Tekst źródłowy:
Przyjaźń damsko-męska?

Miejsce na tematy zupełnie nie związane z Michaelem Jacksonem. Tutaj możesz luźno podyskutować o czym tylko masz ochotę. Jedynie rozmowy te muszą być oczywiście kulturalne :) Zapraszam MJówki do pogawędek.

Czy przyjaźń między kobietą a mężczyzną jest możliwa?

Tak
35
76%
Nie
11
24%
 
Liczba głosów: 46

Awatar użytkownika
Smooth_b
Posty: 668
Rejestracja: pn, 16 lip 2007, 1:50
Lokalizacja: z Los Angeles

Post autor: Smooth_b »

Sypianie pod jednym pledem to już wyższa szkola jazdy a Ty wystąpileś w tej roli niejako jako support przed kobietami. Mozliwe ze wykorzystała to by sprawdzic siebie i tego Ci nie zazdroszcze
Lucasso pisze:Powiedz mi czy uważasz także, że fakt iż przez rok ukrywała przed matką własną orientacje oznacza to iż nie traktowała jej jako przyjaciółki?
Mnie ogólnie przyjazn dziecko-rodzic pobrzmiewa jak oksymoron ale być moze niektorzy maja to szczescie. Ja nie porownuje tych dwoch więzi do siebie bo dla mnie sa nieporownywalne i rządzą sie innymi prawami
Ja nie neguje tego ze bala sie stracić Ciebie przez prawde, ale ukrywanie jej tez moze byc pzreslanka zeby zweryfikowac tą przyjazn. Po prostu rozne rzeczy sa mozliwe :)
Przezde wszystkim Lucasso nie udowadniam tu ze to przyjazni nie bylo bo ja sie do czegos takiego bym nie osmielila:) Jak sie slucha czyjejs historii, to potem przetrawia sie ja tak jak sie potrafi zeby utworzyl sie jakis obraz sytuacji a i tak kazda wizja obarczona jest bledem czyli doswiadczeniami sluchajacego. I tak jak zdaje sobie sprawe ze byc moze w mojej wizji prawdziwa moze byc tylko interpunkcja tak i wiem ze pomimo ze to Twoja historia to moge wcale tak bardzo sie nie mylic. A mzoe tez byc po polowie i we wszystkich innych mozliwych konfiguracjach;)
Lucasso pisze:Chwila, chwila ... Próbujesz mi powiedzieć, że przyjaźń damsko-męska jest dla tych, którzy akceptują - nazwijmy po imieniu - szmacenie się drugiej osoby? Ouugh ... Wybacz, jeśli źle cię odebrałem, ale tak to zabrzmiało autentycznie ...
Z poprzedniego Twojego postu wynikalo ze wasze stosunki sie zmienily przez jej naglą metamorfoze i do tego sie odnioslam. I nie mam na mysli akceptacji tych zachowan tylko Twoja pomoc tej dziewczynie
Lucasso pisze:Ona z kolei, coraz bardziej pogrąża się w tym całym brudnym świecie, w którym nareszcie przestała się przejmować tym co pomyślą inni i jedyne co ma jakąś wartość to kolejna działka, kieliszek wódki i dobra zabawa ... Jej się z tego już nie wyciągnie, ze względu na jej osobowość, tak często przeze mnie wspominaną.

Dane wejściowe:
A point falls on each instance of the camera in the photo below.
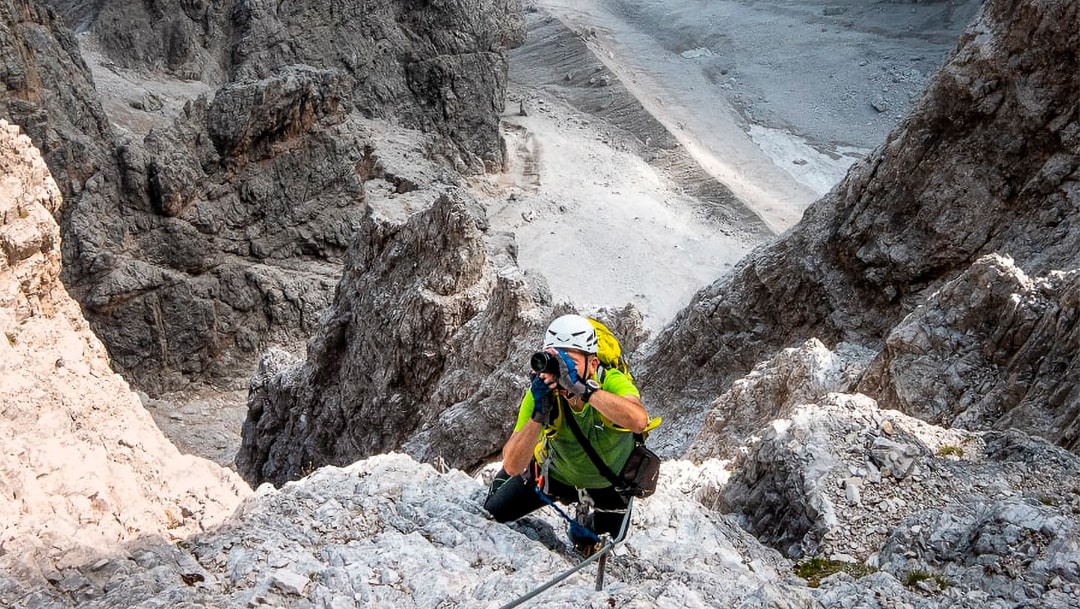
(543, 362)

Zestaw ćwiczeń:
1 - Wypisz dosłownie fragment tekstu o przyjaźni damsko-męskiej od „Post autor: Smooth_b” do „sa mozliwe :)”.
2 - Kontynuuj tekst o przyjaźni damsko-męskiej, zaczynając zaraz po jego ostatnim zdaniu.

Odpowiedzi do ćwiczeń:
1 -
Post autor: Smooth_b »

Sypianie pod jednym pledem to już wyższa szkola jazdy a Ty wystąpileś w tej roli niejako jako support przed kobietami. Mozliwe ze wykorzystała to by sprawdzic siebie i tego Ci nie zazdroszcze
Lucasso pisze:Powiedz mi czy uważasz także, że fakt iż przez rok ukrywała przed matką własną orientacje oznacza to iż nie traktowała jej jako przyjaciółki?
Mnie ogólnie przyjazn dziecko-rodzic pobrzmiewa jak oksymoron ale być moze niektorzy maja to szczescie. Ja nie porownuje tych dwoch więzi do siebie bo dla mnie sa nieporownywalne i rządzą sie innymi prawami
Ja nie neguje tego ze bala sie stracić Ciebie przez prawde, ale ukrywanie jej tez moze byc pzreslanka zeby zweryfikowac tą przyjazn. Po prostu rozne rzeczy sa mozliwe :)

2 -
Ona pewnie jest w Twoim wieku mniej wiecej. Hm, no coż ani wiek ani
ani schorzenie nie jest kryterium do postawienia na kims albo odstawienia z kogoś krzyzyka
Awatar użytkownika
Lucasso
Posty: 141
Rejestracja: pn, 04 lut 2008, 15:59
Lokalizacja: Szczecin

Post autor: Lucasso »

Smooth_b pisze: Mnie ogólnie przyjazn dziecko-rodzic pobrzmiewa jak oksymoron ale być moze niektorzy maja to szczescie. Ja nie porownuje tych dwoch więzi do siebie bo dla mnie sa nieporownywalne i rządzą sie innymi prawami
Ja nie neguje tego ze bala sie stracić Ciebie przez prawde, ale ukrywanie jej tez moze byc pzreslanka zeby zweryfikowac tą przyjazn. Po prostu rozne rzeczy sa mozliwe :)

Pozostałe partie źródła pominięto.